◆ WHAT TO WORK ON: Gather each line of the records where "query" appears.

__________

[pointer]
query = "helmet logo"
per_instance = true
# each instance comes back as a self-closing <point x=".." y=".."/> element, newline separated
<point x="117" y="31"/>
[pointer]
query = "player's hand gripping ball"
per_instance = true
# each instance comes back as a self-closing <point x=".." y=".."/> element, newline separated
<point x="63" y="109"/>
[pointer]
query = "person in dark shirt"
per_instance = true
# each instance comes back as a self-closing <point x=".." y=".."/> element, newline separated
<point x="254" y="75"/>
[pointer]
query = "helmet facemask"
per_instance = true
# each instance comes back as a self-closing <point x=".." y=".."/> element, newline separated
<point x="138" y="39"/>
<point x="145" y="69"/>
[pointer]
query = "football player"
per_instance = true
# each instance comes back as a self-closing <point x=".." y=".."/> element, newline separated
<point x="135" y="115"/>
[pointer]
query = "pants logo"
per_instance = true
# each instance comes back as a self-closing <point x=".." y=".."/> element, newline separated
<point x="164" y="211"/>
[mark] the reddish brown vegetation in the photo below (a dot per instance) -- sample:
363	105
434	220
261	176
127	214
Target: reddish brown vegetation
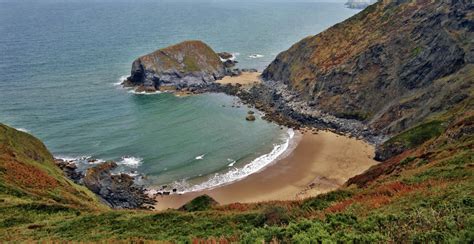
28	176
382	195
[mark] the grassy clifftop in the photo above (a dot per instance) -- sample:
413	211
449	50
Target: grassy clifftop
28	175
391	65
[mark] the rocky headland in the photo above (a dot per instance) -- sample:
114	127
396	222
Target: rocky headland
177	66
367	86
117	190
359	4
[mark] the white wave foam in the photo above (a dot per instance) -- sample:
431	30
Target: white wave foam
131	162
234	56
236	174
121	80
23	130
200	157
232	162
256	56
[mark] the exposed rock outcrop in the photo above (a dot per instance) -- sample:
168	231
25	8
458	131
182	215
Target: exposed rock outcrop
390	66
117	190
180	65
359	4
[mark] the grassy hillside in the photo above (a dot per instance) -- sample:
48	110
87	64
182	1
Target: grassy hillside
390	66
404	67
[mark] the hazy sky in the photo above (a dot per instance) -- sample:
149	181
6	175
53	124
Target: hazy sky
38	1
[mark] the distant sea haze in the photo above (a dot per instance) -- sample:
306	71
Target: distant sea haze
61	60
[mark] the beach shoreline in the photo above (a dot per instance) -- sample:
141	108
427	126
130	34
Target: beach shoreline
318	162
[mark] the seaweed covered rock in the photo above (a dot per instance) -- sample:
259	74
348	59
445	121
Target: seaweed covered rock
118	190
180	65
200	203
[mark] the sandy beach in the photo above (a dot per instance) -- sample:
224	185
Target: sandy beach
318	163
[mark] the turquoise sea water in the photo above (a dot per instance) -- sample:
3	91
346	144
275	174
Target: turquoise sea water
59	62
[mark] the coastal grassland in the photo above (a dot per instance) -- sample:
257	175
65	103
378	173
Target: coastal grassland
422	195
28	174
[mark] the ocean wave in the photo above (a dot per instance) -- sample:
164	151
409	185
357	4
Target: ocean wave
200	157
256	56
232	162
236	174
144	92
234	56
121	80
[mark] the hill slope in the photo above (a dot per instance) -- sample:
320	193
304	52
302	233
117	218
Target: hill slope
391	65
422	192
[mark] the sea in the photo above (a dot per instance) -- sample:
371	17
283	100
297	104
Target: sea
61	63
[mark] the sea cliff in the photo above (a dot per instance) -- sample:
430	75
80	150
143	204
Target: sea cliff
186	63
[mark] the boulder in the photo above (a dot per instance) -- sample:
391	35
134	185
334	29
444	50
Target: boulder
117	190
183	64
250	117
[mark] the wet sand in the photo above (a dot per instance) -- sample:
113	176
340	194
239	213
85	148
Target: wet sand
318	163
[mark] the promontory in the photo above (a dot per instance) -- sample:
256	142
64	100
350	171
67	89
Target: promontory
188	63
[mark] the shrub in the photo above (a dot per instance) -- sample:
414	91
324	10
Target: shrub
276	215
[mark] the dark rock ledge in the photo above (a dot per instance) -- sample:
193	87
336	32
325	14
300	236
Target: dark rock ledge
116	190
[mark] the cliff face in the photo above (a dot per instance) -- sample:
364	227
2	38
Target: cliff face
359	4
390	66
28	174
186	63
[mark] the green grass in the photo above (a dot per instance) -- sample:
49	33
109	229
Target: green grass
200	203
419	134
429	198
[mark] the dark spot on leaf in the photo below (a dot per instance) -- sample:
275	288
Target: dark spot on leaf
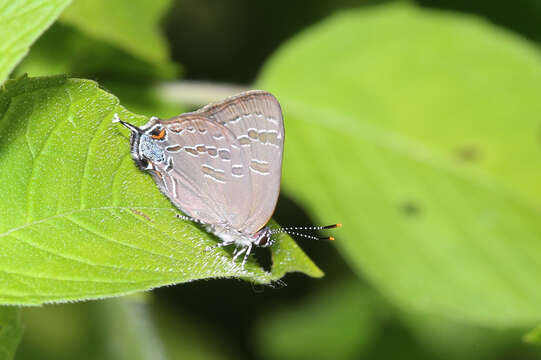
137	212
410	208
468	153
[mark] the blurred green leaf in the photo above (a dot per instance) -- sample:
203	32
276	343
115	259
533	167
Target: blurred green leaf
534	336
448	339
132	25
419	130
130	333
11	330
338	323
21	23
79	219
64	50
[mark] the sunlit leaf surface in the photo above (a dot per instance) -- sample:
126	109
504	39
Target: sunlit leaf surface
21	23
79	219
419	130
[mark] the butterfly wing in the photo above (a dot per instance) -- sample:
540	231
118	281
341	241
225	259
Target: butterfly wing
201	172
255	119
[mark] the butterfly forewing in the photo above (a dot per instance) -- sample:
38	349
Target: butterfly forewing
255	120
201	176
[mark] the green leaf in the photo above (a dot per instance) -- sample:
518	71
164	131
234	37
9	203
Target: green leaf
132	25
419	131
64	50
79	219
338	323
533	336
11	331
453	340
21	23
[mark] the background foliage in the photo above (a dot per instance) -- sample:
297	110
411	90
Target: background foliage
414	124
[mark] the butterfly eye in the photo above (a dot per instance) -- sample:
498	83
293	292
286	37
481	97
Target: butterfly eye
143	163
158	133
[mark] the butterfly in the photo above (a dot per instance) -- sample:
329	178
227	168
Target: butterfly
221	166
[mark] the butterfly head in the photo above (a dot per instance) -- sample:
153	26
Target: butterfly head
145	142
263	237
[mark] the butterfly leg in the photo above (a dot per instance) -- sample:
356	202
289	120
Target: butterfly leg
237	254
248	250
222	244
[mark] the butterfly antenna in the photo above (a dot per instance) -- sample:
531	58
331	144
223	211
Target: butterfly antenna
291	230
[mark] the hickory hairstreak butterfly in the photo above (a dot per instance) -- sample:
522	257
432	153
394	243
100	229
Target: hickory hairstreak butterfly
221	166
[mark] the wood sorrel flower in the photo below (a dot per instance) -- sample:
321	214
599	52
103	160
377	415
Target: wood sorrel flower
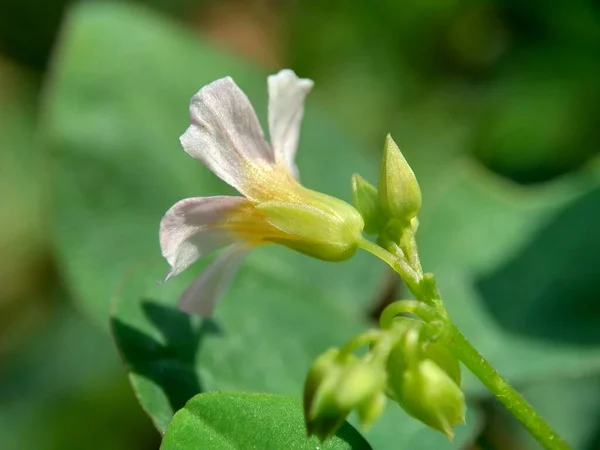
226	137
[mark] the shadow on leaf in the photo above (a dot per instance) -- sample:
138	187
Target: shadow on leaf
168	362
551	288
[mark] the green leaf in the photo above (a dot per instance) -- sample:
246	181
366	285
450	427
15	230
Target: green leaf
223	420
515	269
116	105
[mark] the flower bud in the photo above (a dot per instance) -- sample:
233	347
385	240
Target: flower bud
321	415
366	200
399	191
320	226
424	378
335	386
427	393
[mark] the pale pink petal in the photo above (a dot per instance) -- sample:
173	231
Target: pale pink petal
225	134
208	288
190	229
286	107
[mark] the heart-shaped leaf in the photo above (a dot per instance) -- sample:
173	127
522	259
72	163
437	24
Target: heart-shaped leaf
226	420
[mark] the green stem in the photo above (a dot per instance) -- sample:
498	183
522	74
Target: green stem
400	266
504	392
423	287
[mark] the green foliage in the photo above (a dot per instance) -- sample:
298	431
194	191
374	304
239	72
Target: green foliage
481	235
515	267
118	167
224	420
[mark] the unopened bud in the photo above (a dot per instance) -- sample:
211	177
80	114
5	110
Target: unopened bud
366	200
424	378
399	191
337	385
428	394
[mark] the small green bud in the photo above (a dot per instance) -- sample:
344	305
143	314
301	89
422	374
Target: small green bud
399	191
424	378
366	200
336	385
428	394
321	416
371	409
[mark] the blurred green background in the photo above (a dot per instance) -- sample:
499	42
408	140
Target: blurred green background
496	104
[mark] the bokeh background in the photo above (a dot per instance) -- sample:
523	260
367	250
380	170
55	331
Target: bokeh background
496	104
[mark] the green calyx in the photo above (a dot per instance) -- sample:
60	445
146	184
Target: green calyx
322	226
365	199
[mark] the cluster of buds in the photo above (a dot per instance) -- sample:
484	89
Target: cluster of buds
404	364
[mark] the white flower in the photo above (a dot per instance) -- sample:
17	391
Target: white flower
226	137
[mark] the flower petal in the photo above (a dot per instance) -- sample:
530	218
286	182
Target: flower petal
208	288
190	229
286	107
225	134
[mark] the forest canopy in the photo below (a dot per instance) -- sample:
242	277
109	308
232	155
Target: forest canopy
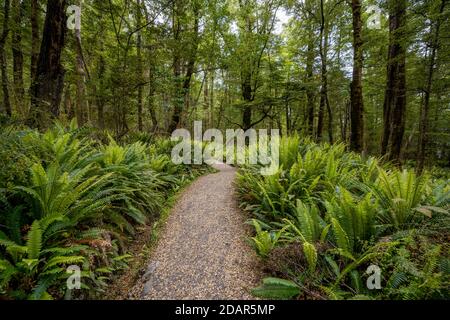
373	74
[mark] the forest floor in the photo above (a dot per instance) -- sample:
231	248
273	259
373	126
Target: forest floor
202	252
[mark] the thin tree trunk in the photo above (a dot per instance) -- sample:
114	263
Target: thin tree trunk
3	63
309	79
19	90
356	96
183	92
140	102
423	127
82	108
34	18
394	108
47	86
100	93
324	79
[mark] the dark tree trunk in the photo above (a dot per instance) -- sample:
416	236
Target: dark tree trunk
247	96
47	86
309	79
82	106
34	18
423	137
3	63
19	90
140	102
324	103
394	108
356	96
183	91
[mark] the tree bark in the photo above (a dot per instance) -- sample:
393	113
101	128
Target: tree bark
82	107
182	92
34	19
324	103
19	90
423	127
356	96
3	63
140	102
309	79
48	83
394	108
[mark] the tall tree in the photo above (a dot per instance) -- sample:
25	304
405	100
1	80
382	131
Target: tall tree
183	82
434	46
3	61
19	90
356	95
324	101
34	18
81	73
47	86
394	109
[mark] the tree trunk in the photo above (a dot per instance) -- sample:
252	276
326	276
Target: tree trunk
82	108
324	80
423	127
394	108
48	83
309	79
356	96
140	102
34	18
19	90
247	95
3	63
182	93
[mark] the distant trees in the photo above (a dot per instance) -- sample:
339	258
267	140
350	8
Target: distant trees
48	83
356	94
154	66
394	108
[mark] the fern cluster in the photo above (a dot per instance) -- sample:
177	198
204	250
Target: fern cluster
77	201
348	212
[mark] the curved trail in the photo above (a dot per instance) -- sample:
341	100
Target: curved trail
202	253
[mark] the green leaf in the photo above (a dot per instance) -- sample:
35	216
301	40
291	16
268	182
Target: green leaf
34	242
275	288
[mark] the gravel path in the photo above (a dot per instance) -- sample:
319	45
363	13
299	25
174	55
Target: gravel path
202	253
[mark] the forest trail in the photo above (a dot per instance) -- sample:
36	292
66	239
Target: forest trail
202	253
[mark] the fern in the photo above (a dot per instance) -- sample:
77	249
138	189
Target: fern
34	242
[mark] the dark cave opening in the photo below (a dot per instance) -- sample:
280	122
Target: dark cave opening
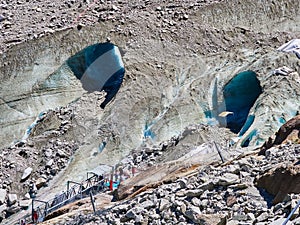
240	93
99	67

__________

◆ RESULT:
query = "helmet logo"
query = "player's hand gripping ball"
query = "person in dark shirt"
query = "helmet facemask"
query = "football player"
query = "pants logo"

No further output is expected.